WHAT IS EXPECTED: Can you retype every record below exactly as written?

RECORDS TO PROCESS:
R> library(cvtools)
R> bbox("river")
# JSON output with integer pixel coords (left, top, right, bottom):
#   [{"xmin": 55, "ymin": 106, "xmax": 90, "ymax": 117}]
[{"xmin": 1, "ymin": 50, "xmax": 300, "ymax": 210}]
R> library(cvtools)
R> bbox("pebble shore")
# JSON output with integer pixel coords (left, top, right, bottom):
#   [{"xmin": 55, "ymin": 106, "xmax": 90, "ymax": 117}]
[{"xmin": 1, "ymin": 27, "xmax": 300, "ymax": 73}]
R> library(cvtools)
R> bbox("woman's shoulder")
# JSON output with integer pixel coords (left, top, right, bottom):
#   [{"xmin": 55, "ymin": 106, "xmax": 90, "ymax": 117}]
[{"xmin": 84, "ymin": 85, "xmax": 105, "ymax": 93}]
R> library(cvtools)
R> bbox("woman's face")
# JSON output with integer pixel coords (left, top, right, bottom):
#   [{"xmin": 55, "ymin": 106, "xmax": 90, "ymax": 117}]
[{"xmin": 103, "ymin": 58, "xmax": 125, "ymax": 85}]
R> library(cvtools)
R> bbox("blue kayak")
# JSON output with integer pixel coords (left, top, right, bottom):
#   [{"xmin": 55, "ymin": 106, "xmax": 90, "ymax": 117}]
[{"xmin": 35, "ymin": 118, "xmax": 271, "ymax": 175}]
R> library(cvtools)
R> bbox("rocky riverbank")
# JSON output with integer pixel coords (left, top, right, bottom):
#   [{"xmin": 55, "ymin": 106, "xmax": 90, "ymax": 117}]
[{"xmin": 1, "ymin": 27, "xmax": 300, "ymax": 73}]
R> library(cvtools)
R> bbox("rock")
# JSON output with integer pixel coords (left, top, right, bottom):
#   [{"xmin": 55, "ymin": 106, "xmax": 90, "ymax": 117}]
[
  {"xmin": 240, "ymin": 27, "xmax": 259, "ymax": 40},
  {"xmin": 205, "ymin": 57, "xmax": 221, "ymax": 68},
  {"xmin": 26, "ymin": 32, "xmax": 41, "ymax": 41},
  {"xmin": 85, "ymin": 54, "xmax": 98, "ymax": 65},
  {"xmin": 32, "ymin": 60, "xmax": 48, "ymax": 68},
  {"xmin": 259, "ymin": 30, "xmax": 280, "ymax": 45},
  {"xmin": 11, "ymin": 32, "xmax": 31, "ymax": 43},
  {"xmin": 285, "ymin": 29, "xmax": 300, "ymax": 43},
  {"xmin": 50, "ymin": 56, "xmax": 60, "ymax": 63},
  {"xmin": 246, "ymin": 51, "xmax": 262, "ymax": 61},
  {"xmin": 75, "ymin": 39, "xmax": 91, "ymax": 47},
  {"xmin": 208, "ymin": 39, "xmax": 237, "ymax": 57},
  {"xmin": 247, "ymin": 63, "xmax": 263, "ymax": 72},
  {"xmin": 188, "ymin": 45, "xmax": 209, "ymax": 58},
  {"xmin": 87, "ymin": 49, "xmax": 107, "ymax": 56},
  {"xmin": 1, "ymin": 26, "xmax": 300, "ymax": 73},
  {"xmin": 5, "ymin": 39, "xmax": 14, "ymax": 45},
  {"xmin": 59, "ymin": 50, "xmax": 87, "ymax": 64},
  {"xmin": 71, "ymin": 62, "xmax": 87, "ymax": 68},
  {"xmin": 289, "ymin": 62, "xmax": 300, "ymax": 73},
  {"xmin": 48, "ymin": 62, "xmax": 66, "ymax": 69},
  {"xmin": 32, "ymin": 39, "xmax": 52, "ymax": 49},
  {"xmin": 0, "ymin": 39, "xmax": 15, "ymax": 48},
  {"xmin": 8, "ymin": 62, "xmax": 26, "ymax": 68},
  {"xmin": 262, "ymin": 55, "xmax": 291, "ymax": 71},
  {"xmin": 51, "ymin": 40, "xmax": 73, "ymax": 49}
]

SOLUTION FOR THIS EXERCISE:
R> library(cvtools)
R> bbox("river")
# JSON output with integer pixel coords (left, top, right, bottom):
#   [{"xmin": 55, "ymin": 106, "xmax": 90, "ymax": 117}]
[{"xmin": 1, "ymin": 50, "xmax": 300, "ymax": 210}]
R> library(cvtools)
R> bbox("pebble shore")
# JSON output with integer pixel coords (left, top, right, bottom):
#   [{"xmin": 55, "ymin": 106, "xmax": 90, "ymax": 117}]
[{"xmin": 1, "ymin": 27, "xmax": 300, "ymax": 73}]
R> library(cvtools)
R> bbox("woman's shoulder")
# JSON output with integer pixel coords (left, top, right, bottom):
#   [{"xmin": 55, "ymin": 106, "xmax": 90, "ymax": 117}]
[{"xmin": 84, "ymin": 85, "xmax": 105, "ymax": 93}]
R> library(cvtools)
R> bbox("woman's face")
# JSON output with integer pixel coords (left, top, right, bottom):
#   [{"xmin": 55, "ymin": 106, "xmax": 90, "ymax": 117}]
[{"xmin": 103, "ymin": 58, "xmax": 125, "ymax": 85}]
R> library(cvtools)
R> bbox("blue kayak")
# JSON output with integer pixel coords (left, top, right, bottom):
#   [{"xmin": 55, "ymin": 106, "xmax": 90, "ymax": 117}]
[{"xmin": 35, "ymin": 118, "xmax": 271, "ymax": 175}]
R> library(cvtools)
R> bbox("rocky riverbank")
# JSON output with integer pixel coords (left, top, right, bottom):
#   [{"xmin": 55, "ymin": 106, "xmax": 90, "ymax": 117}]
[{"xmin": 1, "ymin": 27, "xmax": 300, "ymax": 73}]
R> library(cvtools)
R> bbox("rock")
# JSON output with integer pixel coords (left, top, right, bottom):
#   [{"xmin": 55, "ymin": 106, "xmax": 90, "ymax": 117}]
[
  {"xmin": 240, "ymin": 27, "xmax": 259, "ymax": 40},
  {"xmin": 205, "ymin": 57, "xmax": 221, "ymax": 68},
  {"xmin": 26, "ymin": 32, "xmax": 41, "ymax": 41},
  {"xmin": 85, "ymin": 54, "xmax": 98, "ymax": 65},
  {"xmin": 32, "ymin": 60, "xmax": 48, "ymax": 68},
  {"xmin": 259, "ymin": 30, "xmax": 280, "ymax": 45},
  {"xmin": 11, "ymin": 32, "xmax": 31, "ymax": 43},
  {"xmin": 285, "ymin": 29, "xmax": 300, "ymax": 43},
  {"xmin": 50, "ymin": 56, "xmax": 60, "ymax": 63},
  {"xmin": 246, "ymin": 51, "xmax": 262, "ymax": 61},
  {"xmin": 75, "ymin": 39, "xmax": 91, "ymax": 47},
  {"xmin": 208, "ymin": 39, "xmax": 237, "ymax": 57},
  {"xmin": 247, "ymin": 63, "xmax": 263, "ymax": 72},
  {"xmin": 188, "ymin": 45, "xmax": 209, "ymax": 58},
  {"xmin": 87, "ymin": 49, "xmax": 107, "ymax": 56},
  {"xmin": 1, "ymin": 26, "xmax": 300, "ymax": 73},
  {"xmin": 5, "ymin": 39, "xmax": 14, "ymax": 45},
  {"xmin": 59, "ymin": 50, "xmax": 87, "ymax": 64},
  {"xmin": 71, "ymin": 62, "xmax": 87, "ymax": 68},
  {"xmin": 289, "ymin": 62, "xmax": 300, "ymax": 73},
  {"xmin": 48, "ymin": 62, "xmax": 66, "ymax": 69},
  {"xmin": 32, "ymin": 39, "xmax": 52, "ymax": 49},
  {"xmin": 0, "ymin": 39, "xmax": 15, "ymax": 48},
  {"xmin": 8, "ymin": 62, "xmax": 26, "ymax": 68},
  {"xmin": 262, "ymin": 55, "xmax": 291, "ymax": 71},
  {"xmin": 51, "ymin": 40, "xmax": 73, "ymax": 49}
]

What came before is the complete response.